-- begin EXCERPTED RECORDS --
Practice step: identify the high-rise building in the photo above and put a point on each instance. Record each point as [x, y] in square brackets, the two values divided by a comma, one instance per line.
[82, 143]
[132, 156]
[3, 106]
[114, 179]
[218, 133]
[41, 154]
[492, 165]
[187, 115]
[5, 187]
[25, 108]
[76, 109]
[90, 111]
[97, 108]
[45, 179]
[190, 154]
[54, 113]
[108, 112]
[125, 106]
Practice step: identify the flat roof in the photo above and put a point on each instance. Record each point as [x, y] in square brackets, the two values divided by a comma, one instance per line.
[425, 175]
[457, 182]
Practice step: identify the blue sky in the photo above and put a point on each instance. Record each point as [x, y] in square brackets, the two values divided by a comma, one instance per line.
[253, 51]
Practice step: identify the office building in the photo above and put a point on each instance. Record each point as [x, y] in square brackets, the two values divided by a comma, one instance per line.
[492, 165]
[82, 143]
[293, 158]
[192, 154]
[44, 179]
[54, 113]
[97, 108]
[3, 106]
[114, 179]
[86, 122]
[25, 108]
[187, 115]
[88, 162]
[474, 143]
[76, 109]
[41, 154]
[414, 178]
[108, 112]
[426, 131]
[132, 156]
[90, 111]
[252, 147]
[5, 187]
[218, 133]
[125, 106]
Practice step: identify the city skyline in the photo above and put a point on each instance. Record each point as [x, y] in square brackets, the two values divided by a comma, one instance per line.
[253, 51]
-- end EXCERPTED RECORDS --
GIVEN INSTRUCTION:
Reproduce exactly the line containing "Practice step: identify the flat" and every line after it through the end of the records above, and nothing else.

CORRECT RESULT:
Practice step: identify the flat roof in the photo above and put a point on each instance. Record each point as [x, y] in square brackets, the two values divided by a comma, one instance per line.
[425, 175]
[457, 182]
Practice step: identify the blue sky in the photo above and put a point on each instance. Record each point as [x, y] in square brackets, the two values divided by a comma, one instance per line.
[253, 51]
Practice step: identify the office building in the photo above and put a point on each instance. Record each point as [x, y] in square brackets, the two values divided by a comma, one instance per line.
[492, 165]
[82, 143]
[293, 158]
[192, 154]
[44, 179]
[54, 113]
[97, 108]
[3, 106]
[114, 179]
[86, 122]
[25, 108]
[187, 115]
[88, 162]
[474, 143]
[76, 109]
[41, 154]
[414, 178]
[108, 112]
[426, 131]
[132, 156]
[90, 111]
[252, 147]
[5, 187]
[218, 133]
[125, 106]
Practice step: identify the city skyline in the photo above and put a point on each instance. Record each point as [x, y] in square brackets, the two values divided by a comma, one instance per line.
[253, 51]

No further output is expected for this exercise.